What you should do: Transcribe, exactly and in full, every record shown below, while omitting its images.

Data for the task:
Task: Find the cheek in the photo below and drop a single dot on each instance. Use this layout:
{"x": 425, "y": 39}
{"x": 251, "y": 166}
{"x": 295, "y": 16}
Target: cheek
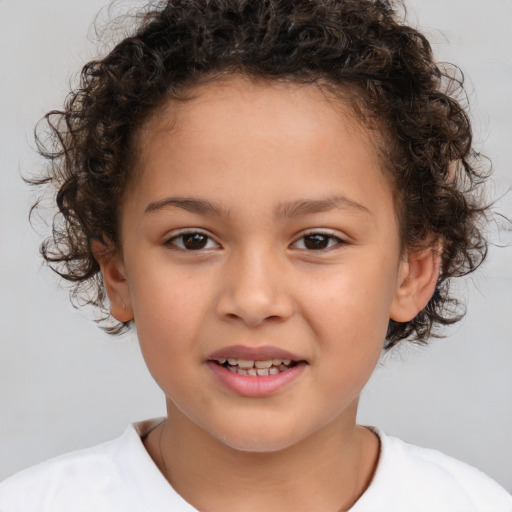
{"x": 168, "y": 311}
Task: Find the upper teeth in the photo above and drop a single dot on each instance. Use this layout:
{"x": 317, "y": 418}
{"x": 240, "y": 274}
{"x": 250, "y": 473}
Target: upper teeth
{"x": 247, "y": 363}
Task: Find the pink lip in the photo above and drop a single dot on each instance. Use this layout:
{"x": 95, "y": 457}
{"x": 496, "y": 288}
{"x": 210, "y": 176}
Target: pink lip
{"x": 252, "y": 386}
{"x": 263, "y": 353}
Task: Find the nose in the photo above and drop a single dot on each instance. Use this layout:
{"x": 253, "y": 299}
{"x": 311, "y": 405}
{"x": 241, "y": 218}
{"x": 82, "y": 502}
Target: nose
{"x": 255, "y": 290}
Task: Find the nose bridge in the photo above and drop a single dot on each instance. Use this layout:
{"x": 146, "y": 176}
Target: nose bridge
{"x": 255, "y": 286}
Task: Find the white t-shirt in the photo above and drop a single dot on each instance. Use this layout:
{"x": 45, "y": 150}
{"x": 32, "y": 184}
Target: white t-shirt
{"x": 120, "y": 476}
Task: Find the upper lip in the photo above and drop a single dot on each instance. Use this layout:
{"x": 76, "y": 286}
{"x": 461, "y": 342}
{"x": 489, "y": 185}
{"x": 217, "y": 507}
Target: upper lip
{"x": 263, "y": 353}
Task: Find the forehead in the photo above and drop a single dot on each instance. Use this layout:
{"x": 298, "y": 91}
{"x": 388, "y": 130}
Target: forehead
{"x": 236, "y": 130}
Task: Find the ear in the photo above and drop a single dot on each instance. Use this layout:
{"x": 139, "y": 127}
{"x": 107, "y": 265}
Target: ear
{"x": 114, "y": 279}
{"x": 417, "y": 279}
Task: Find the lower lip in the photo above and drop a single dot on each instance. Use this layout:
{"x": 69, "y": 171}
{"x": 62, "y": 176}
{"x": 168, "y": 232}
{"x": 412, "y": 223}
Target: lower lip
{"x": 256, "y": 387}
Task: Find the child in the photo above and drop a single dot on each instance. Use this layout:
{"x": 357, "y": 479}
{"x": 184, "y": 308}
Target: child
{"x": 271, "y": 193}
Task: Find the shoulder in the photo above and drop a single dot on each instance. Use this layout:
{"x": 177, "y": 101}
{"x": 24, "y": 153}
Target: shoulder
{"x": 117, "y": 476}
{"x": 409, "y": 477}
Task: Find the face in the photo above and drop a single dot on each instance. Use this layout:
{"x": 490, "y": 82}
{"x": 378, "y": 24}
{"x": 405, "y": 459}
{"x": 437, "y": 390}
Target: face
{"x": 260, "y": 260}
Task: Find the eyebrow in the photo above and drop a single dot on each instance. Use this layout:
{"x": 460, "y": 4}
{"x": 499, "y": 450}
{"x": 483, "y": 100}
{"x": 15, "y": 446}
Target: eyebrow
{"x": 288, "y": 209}
{"x": 310, "y": 206}
{"x": 190, "y": 204}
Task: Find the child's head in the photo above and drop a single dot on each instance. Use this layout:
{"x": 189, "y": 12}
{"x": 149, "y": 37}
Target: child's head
{"x": 354, "y": 54}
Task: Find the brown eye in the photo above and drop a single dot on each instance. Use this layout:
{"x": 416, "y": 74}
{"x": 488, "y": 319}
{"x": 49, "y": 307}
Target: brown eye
{"x": 195, "y": 241}
{"x": 317, "y": 242}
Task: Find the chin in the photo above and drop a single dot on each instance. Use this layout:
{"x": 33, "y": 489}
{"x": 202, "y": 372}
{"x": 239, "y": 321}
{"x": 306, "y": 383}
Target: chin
{"x": 257, "y": 440}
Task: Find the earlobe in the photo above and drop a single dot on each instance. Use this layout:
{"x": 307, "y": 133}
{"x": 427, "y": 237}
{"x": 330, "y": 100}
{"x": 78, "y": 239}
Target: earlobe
{"x": 114, "y": 279}
{"x": 418, "y": 276}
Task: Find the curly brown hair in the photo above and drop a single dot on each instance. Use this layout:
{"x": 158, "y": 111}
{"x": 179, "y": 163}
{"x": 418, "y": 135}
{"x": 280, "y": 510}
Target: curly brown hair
{"x": 359, "y": 47}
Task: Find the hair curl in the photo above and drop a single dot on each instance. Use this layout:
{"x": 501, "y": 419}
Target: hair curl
{"x": 358, "y": 46}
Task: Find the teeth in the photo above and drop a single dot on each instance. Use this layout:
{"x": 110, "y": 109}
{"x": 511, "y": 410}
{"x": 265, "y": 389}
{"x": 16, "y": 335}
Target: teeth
{"x": 242, "y": 363}
{"x": 263, "y": 364}
{"x": 255, "y": 368}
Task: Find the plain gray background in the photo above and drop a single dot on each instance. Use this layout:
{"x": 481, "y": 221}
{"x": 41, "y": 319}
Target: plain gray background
{"x": 65, "y": 385}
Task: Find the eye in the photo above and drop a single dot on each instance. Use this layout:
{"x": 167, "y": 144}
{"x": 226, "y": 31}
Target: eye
{"x": 193, "y": 241}
{"x": 317, "y": 242}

Response area:
Task: Find the cheek in the photo below and drop a single dot on each instance. Use this layout:
{"x": 425, "y": 39}
{"x": 251, "y": 166}
{"x": 295, "y": 16}
Target: cheek
{"x": 168, "y": 311}
Task: Find the upper teeth in the photo above and drop a single dot on each instance. Use this layout:
{"x": 317, "y": 418}
{"x": 240, "y": 274}
{"x": 250, "y": 473}
Target: upper teeth
{"x": 247, "y": 363}
Task: Find the pink lip in the photo above and drop a single dot on each instance. Use this layout:
{"x": 95, "y": 457}
{"x": 496, "y": 288}
{"x": 210, "y": 176}
Target: pink lip
{"x": 252, "y": 386}
{"x": 263, "y": 353}
Task: Find the nose in the photo above and drop a single dot on each instance. Use this layout:
{"x": 253, "y": 299}
{"x": 311, "y": 405}
{"x": 241, "y": 218}
{"x": 82, "y": 502}
Target: nose
{"x": 255, "y": 290}
Task: Find the nose bridge in the photo above and drop a single dot on each instance. Use this layout:
{"x": 146, "y": 176}
Target: nose bridge
{"x": 255, "y": 286}
Task: Find the white t-shirt in the photo above and drop a single dot on each instance. Use this layout:
{"x": 45, "y": 150}
{"x": 32, "y": 184}
Target: white t-shirt
{"x": 120, "y": 476}
Task: Find the upper lip in the photo above and drop a single dot on each instance. Use this layout:
{"x": 76, "y": 286}
{"x": 461, "y": 342}
{"x": 489, "y": 185}
{"x": 217, "y": 507}
Target: upper lip
{"x": 263, "y": 353}
Task: Find the forehead in the photo above and drop a single dot on each instance. Use this layout:
{"x": 298, "y": 91}
{"x": 388, "y": 130}
Target: forehead
{"x": 236, "y": 130}
Task: Find the ear in the photo above and drop a single dot on each instance. Use this layout:
{"x": 139, "y": 127}
{"x": 107, "y": 265}
Target: ear
{"x": 114, "y": 279}
{"x": 417, "y": 279}
Task: Find the lower lip in the photo above and drop a single dot on each instance. Use this layout:
{"x": 69, "y": 171}
{"x": 62, "y": 176}
{"x": 168, "y": 232}
{"x": 412, "y": 223}
Target: lower lip
{"x": 256, "y": 387}
Task: Find the child in the photo above and drop a single dot on each instance. Use this layout:
{"x": 357, "y": 479}
{"x": 184, "y": 308}
Target: child
{"x": 271, "y": 193}
Task: Find the shoulder in the photo above and drop a single dot on each instance. Use this layout:
{"x": 177, "y": 101}
{"x": 24, "y": 153}
Target: shoulder
{"x": 117, "y": 476}
{"x": 409, "y": 477}
Task: Find the face in the photo above and drop a single dot on each instance. Use this layout:
{"x": 490, "y": 82}
{"x": 378, "y": 24}
{"x": 405, "y": 459}
{"x": 437, "y": 390}
Target: face
{"x": 260, "y": 260}
Task: Find the eyebrow in the photo above and drop a single dot on each instance. Use this layout:
{"x": 460, "y": 4}
{"x": 499, "y": 450}
{"x": 483, "y": 100}
{"x": 15, "y": 446}
Target: eyebrow
{"x": 288, "y": 209}
{"x": 310, "y": 206}
{"x": 190, "y": 204}
Task: Find the child's head in the photo above and drop a single dot on each instance. Use this layout:
{"x": 189, "y": 12}
{"x": 149, "y": 37}
Target: child's head
{"x": 354, "y": 54}
Task: Find the brown eye in the photo above and drop a single dot on each instance. Use this layout:
{"x": 416, "y": 74}
{"x": 488, "y": 319}
{"x": 49, "y": 307}
Target: brown eye
{"x": 195, "y": 241}
{"x": 317, "y": 242}
Task: Find the chin in the photo above and drop a single dot on each instance. Use this layout:
{"x": 33, "y": 489}
{"x": 202, "y": 372}
{"x": 239, "y": 321}
{"x": 306, "y": 383}
Target: chin
{"x": 257, "y": 440}
Task: Find the earlobe in the photo above and drop a single dot on each instance. Use this layout:
{"x": 307, "y": 133}
{"x": 427, "y": 237}
{"x": 330, "y": 100}
{"x": 78, "y": 239}
Target: earlobe
{"x": 114, "y": 279}
{"x": 418, "y": 276}
Task: Find the curly brown hair in the photo above and drop a single dot on each instance. Use this layout:
{"x": 158, "y": 111}
{"x": 179, "y": 163}
{"x": 418, "y": 135}
{"x": 280, "y": 510}
Target: curly brown hair
{"x": 359, "y": 47}
Task: Find the hair curl in the photo above and drop a single dot on each instance. Use this layout:
{"x": 501, "y": 419}
Target: hair curl
{"x": 358, "y": 46}
Task: Find the teeth in the photo above and drop a single dot on each instance. Use this layout:
{"x": 110, "y": 109}
{"x": 511, "y": 410}
{"x": 265, "y": 389}
{"x": 16, "y": 335}
Target: teeth
{"x": 242, "y": 363}
{"x": 263, "y": 364}
{"x": 255, "y": 368}
Task: Find the plain gray background in the photo above and drop a single dot on each instance. Use this layout:
{"x": 481, "y": 221}
{"x": 41, "y": 319}
Target: plain gray background
{"x": 65, "y": 385}
Task: Find the eye in the photo above and drop a single dot on each instance. Use this layout:
{"x": 167, "y": 144}
{"x": 226, "y": 31}
Target: eye
{"x": 193, "y": 241}
{"x": 317, "y": 242}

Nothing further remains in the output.